* Brano proposto:
•••••

Nella prima metà di dicembre si è tenuto all’Allianz Cloud di Milano il P1-Premier Padel. Il Premier Padel è il circuito ufficiale del padel mondiale, organizzato dalla Federazione internazionale padel (Fip) e promosso dalla Professional Padel Association (Ppa) e da Qatar Sports Investments (Qsi). Più di 27 mila spettatori hanno assistito al torneo, decretandone il successo.

Il Presidente della FIP è un italiano, Luigi Carraro. Presidente al secondo mandato, eletto la prima volta nel 2018 dopo presidenti esclusivamente argentini e spagnoli. Luigi è figlio di Franco Carraro, già presidente della Federazione italiana giuoco calcio, del Coni, membro dal 1982 del Comitato Olimpico, per tre volte ministro del Turismo e dello Spettacolo e Sindaco di Roma. Luigi guida la federazione del padel nel momento di sua più grande crescita ed espansione, puntando proprio sull’Italia come nuovo terreno di conquista di giocatori e ha un chiaro obiettivo: il raggiungimento della disciplina olimpica, che per tutti i “nuovi” sport è quella medaglia che consente di entrare nel giro dei “grandi”.

Il padel, dicevamo, è il gioco perfetto. È facile, lo giocano tutti. Si sa che sport è anche socialità, relazioni, scambio, soprattutto in un paese come il nostro dove si basa tutto sul “conosci quello”. Quattro giocatori, quindi niente affollamenti negli spogliatoi, la competizione è alta ma poi si chiacchiera, ci si confronta e si chiudono affari, si scambiano contatti.

Poi c’è il costo, dai 48 ai 50 euro per 60 o solitamente 90 minuti di gioco. Al singolo giocatore costa mediamente il doppio di una partita a calcio. Ma non c’è solo il costo del campo. Come giustamente riportano i blog degli appassionati, inizialmente si usano le racchette fornite dal campo e le palline di ordinanza, poi uno si appassiona e via che si va di attrezzatura tecnica: le racchette, le scarpe, i polsini, le palline, e tutto il resto. Con i prezzi che si alzano e la domanda che aumenta.

•••••

* Materiale fornito:

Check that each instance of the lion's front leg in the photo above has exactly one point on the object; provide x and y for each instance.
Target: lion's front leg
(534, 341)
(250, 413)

•••••

* Esercizi:
a) Ripeta parola per parola il passo del brano sul padel che va da "Il padel, dicevamo, è" fino a "si scambiano contatti." incluso.
b) Prosegua il brano sul padel riprendendo subito dopo la sua ultima frase.

* Soluzioni:
a)
Il padel, dicevamo, è il gioco perfetto. È facile, lo giocano tutti. Si sa che sport è anche socialità, relazioni, scambio, soprattutto in un paese come il nostro dove si basa tutto sul “conosci quello”. Quattro giocatori, quindi niente affollamenti negli spogliatoi, la competizione è alta ma poi si chiacchiera, ci si confronta e si chiudono affari, si scambiano contatti.

b)
Lo giocano tutti, dicevamo. Ma soprattutto lo giocano i boomer. Li conosciamo tutti, anzi lo siamo anche noi e voi, cinquantenni e sessantenni, spesso in buono stato lavorativo e finanziario. Il padel è il gioco perfetto per il milanese imbruttito, sembra fatto apposta per lui. A ogni colpo di racchetta mi sembra di sentire il “taaac”, ad ogni punto il “ma vieeeniiiii” alla Giovanni di Aldo Giovanni e Giacomo. 

È tutto bellissimo. Un nuovo sport, campi luccicanti, economia che gira, investimenti che rendono. E allora? 

Il punto sta proprio qui. Le grandi città, Milano su tutte, vivono oggi un grande problema sociopolitico, ramificato su due aspetti: gentrificazione totale e schiacciamento delle nuove generazioni. Il padel è esattamente questa cosa qui. Il padel è la rivincita, o meglio la vittoria dei boomer sui giovani. Giovani che giocano a pallone, che si smezzano il costo di un campetto riuscendo ancora a pagare quei 5, 6 euro a testa per un’ora di partita. Giovani che corrono e si ammazzano per una sfera.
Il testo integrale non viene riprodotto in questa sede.